Provided text:
[Start of Attachment]

Series: Creating a Culture of Generosity
1. Practicing Sabbath as Stewardship
Genesis 1:31 – 2:4a
Pray: Calm our fears and our discomfort; ease our minds so that we may be fully present to hear your word, and to know your teaching. Amen.
When was the last time you had a break? Some of you may be good at taking vacation, taking time for yourself, taking care of your spirit, but my guess is all of us push a little harder than we should. What’s the phrase, no pain, no gain? We work so hard to push eight days of work in to seven days of time, we never settle down. For some of us I think this is a matter of trying to keep up with an ever growing workload, and a culture that says there is never enough. For others I believe there is a fear that if we slow down for a minutes we might never be able to keep up again. Still for others, there is a mission to fulfill what has been instilled in you as the only way to be, busy. I wonder what would happen if we all started to practice Sabbath?
Let’s look for a few moments at the creation story of Genesis 1. God creates the world from a dark and formless void. First God creates light and calls it day, and separates it from darkness, which God calls night. God looks at this creation and delights in what he has made, wow! And there is evening and then morning, the first day is complete. On the second day God creates a dome and calls it sky and it separates the waters below from the waters above and God steps back and looks at what she has created and delights in it. Wow! The second day is complete. On the third day this pattern continues, God creates land and vegetation, God delights in what it has done, wow! There is evening and morning the third day. Then on the fourth day God creates the lights in the sky, the sun, the moon, and the stars, to coincide with day one’s light and darkness. He delights in what he has done, wow! Evening and morning the fourth day. On the fifth day, God creates the first creatures. They coincide with day two, creatures that swim in the seas and fly in the sky. She delights in what she has done, wow! The fifth day. And on the final day of work God creates the creatures that fill the earth to coincide with day three. And on this day, the sixth day, God creates humanity in it’s own image. This time God steps back and is really impressed so it really delights in creation saying, really, really WOW! And there is evening and there is morning, the sixth day is complete.

[End of Attachment]

(Referring expression pointing data)
[Start of Attachment]

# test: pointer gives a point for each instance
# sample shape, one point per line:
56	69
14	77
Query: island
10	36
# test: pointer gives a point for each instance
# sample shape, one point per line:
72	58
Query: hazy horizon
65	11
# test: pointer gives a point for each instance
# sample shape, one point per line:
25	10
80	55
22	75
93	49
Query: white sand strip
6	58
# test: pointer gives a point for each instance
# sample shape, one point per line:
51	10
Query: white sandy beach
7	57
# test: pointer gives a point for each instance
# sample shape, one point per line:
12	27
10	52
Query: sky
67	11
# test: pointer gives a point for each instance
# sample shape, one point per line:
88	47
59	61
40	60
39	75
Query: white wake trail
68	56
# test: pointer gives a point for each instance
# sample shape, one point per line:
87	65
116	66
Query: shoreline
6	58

[End of Attachment]
[Start of Attachment]

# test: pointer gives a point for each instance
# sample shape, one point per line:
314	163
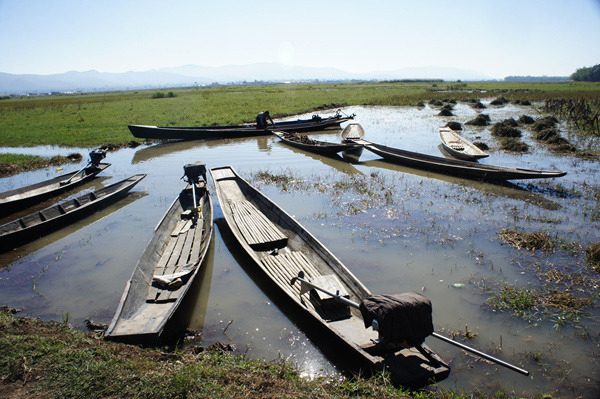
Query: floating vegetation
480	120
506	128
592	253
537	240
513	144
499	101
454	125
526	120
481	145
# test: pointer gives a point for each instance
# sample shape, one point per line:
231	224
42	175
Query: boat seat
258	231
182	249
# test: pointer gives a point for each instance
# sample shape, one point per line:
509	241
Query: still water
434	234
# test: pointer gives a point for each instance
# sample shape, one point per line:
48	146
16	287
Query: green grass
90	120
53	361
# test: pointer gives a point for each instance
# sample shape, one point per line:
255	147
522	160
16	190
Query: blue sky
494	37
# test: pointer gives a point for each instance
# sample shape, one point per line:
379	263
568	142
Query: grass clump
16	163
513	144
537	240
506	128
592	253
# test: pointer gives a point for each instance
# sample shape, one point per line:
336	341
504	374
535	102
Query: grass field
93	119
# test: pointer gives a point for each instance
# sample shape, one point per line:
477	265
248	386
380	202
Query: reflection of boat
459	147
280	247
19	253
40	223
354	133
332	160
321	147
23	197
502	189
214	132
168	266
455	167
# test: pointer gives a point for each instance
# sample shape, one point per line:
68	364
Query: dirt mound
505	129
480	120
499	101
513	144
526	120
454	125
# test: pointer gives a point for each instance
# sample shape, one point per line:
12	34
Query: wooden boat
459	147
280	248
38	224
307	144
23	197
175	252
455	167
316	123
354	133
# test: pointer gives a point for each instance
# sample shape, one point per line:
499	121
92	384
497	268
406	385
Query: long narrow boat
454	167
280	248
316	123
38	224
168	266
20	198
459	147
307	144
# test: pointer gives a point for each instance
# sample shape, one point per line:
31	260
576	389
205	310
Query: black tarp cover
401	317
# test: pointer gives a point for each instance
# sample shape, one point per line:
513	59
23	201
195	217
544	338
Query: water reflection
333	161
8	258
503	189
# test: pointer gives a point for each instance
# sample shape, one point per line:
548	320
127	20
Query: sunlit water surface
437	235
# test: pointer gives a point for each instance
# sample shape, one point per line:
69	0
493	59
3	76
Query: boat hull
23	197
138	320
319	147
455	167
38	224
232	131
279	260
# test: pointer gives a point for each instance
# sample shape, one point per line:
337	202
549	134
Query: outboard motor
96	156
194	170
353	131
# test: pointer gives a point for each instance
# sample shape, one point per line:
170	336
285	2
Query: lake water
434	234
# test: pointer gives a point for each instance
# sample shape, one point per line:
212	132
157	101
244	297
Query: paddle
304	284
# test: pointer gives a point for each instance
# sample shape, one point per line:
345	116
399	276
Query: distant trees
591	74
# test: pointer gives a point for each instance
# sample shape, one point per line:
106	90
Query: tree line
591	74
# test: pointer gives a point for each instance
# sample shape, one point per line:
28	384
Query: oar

[End of Attachment]
[Start of Attachment]

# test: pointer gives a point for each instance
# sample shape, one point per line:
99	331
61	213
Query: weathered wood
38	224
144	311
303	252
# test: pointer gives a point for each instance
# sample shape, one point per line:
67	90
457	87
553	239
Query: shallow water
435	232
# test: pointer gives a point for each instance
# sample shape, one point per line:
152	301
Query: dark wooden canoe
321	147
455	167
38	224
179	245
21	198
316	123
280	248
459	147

[End of Attachment]

Assignment 1: Translate this sentence from the sermon into Spanish: "When was the last time you had a break?"
Assignment 2: Rewrite the sermon starting with "Series: Creating a" and going on through "your teaching. Amen.", replacing "Generosity" with "Gratitude".

Expected output 1: ¿Cuándo fue la última vez que tomaste un descanso?

Expected output 2:
Series: Creating a Culture of Gratitude
1. Practicing Sabbath as Stewardship
Genesis 1:31 – 2:4a
Pray: Calm our fears and our discomfort; ease our minds so that we may be fully present to hear your word, and to know your teaching. Amen.